Check your understanding:
1) Return the text from the passage about Netflix and online dating, starting with "The New York" and going on through "use a better matching system.", with no changes.
2) In the passage about Netflix and online dating, how many people does eHarmony supposedly marry off per day on average?

Passage for review:

::::::

The New York Times has a fascinating article about Netflix, which is offering $1 million to anyone who can improve their Cinematch recommendation engine by 10%. It turns out that improving movie recommendations by 9% was pretty straightforward, it’s the last percent or so that’s proving to be almost impossible. Netflix knows that a 10% improvement is worth much more than a million dollars, so the competition makes good business sense.
Wouldn’t it be great if a dating site offered a similar prize? They could make a sample database available of anonymized profiles of people who have seriously dated or gotten married. Let’s ignore the fact that this is never going to happen for the sake of discussion. Anyone could download the data-set and begin developing a better matching system. Perfection is not the goal, but, like Netflix, the online dating industry could use a better matching system.
It’s kind of a chicken and egg situation though. eHarmony has by far the most effective matching system, but yet their reputation in the marketplace is far from positive. They have the basis for a good matching system, and not enough people are willing to use it to make it truly useful. I’m talking big picture here. eHarmony makes a lot of money and they marry off supposedly 236 people a day on average, but that’s nothing when it comes to the 90 million singles in the US. That’s 86,140 people per year. That’s something like one tenth of a percent success rate. That’s north of $200 million in revenue, which is great for eHarmony but not so good for singles.

::::::

Input data:
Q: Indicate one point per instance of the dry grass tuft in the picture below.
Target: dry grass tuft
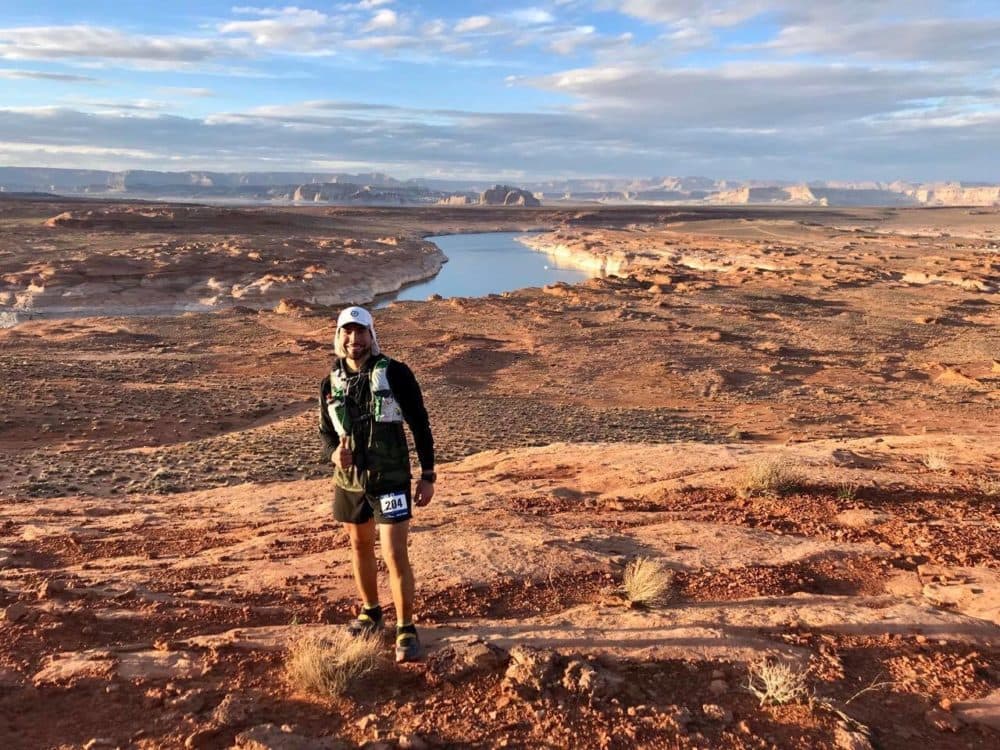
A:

::::::

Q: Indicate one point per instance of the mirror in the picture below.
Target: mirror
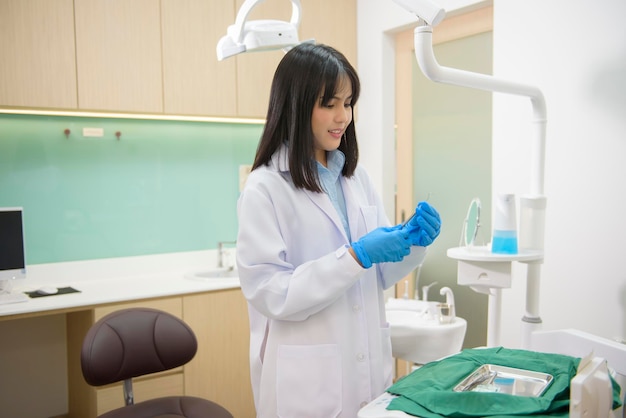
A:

::::::

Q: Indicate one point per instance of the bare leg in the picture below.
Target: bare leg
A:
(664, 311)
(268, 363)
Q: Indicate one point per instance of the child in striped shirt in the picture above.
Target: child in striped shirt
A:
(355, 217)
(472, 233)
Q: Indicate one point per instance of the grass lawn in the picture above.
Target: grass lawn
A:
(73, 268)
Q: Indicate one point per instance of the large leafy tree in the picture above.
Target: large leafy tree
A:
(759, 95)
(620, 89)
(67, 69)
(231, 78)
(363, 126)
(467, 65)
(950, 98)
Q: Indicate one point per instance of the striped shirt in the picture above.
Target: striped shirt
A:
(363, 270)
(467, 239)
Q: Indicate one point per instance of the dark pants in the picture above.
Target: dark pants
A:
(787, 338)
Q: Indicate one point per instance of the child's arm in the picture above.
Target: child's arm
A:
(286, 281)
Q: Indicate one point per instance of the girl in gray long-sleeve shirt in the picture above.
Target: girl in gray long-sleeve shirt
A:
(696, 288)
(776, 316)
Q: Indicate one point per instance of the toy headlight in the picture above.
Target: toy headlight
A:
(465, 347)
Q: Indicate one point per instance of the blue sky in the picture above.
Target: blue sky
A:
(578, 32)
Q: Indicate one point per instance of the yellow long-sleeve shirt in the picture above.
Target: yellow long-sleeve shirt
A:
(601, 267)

::::::

Answers to the tasks:
1)
The New York Times has a fascinating article about Netflix, which is offering $1 million to anyone who can improve their Cinematch recommendation engine by 10%. It turns out that improving movie recommendations by 9% was pretty straightforward, it’s the last percent or so that’s proving to be almost impossible. Netflix knows that a 10% improvement is worth much more than a million dollars, so the competition makes good business sense.
Wouldn’t it be great if a dating site offered a similar prize? They could make a sample database available of anonymized profiles of people who have seriously dated or gotten married. Let’s ignore the fact that this is never going to happen for the sake of discussion. Anyone could download the data-set and begin developing a better matching system. Perfection is not the goal, but, like Netflix, the online dating industry could use a better matching system.

2) 236 people a day.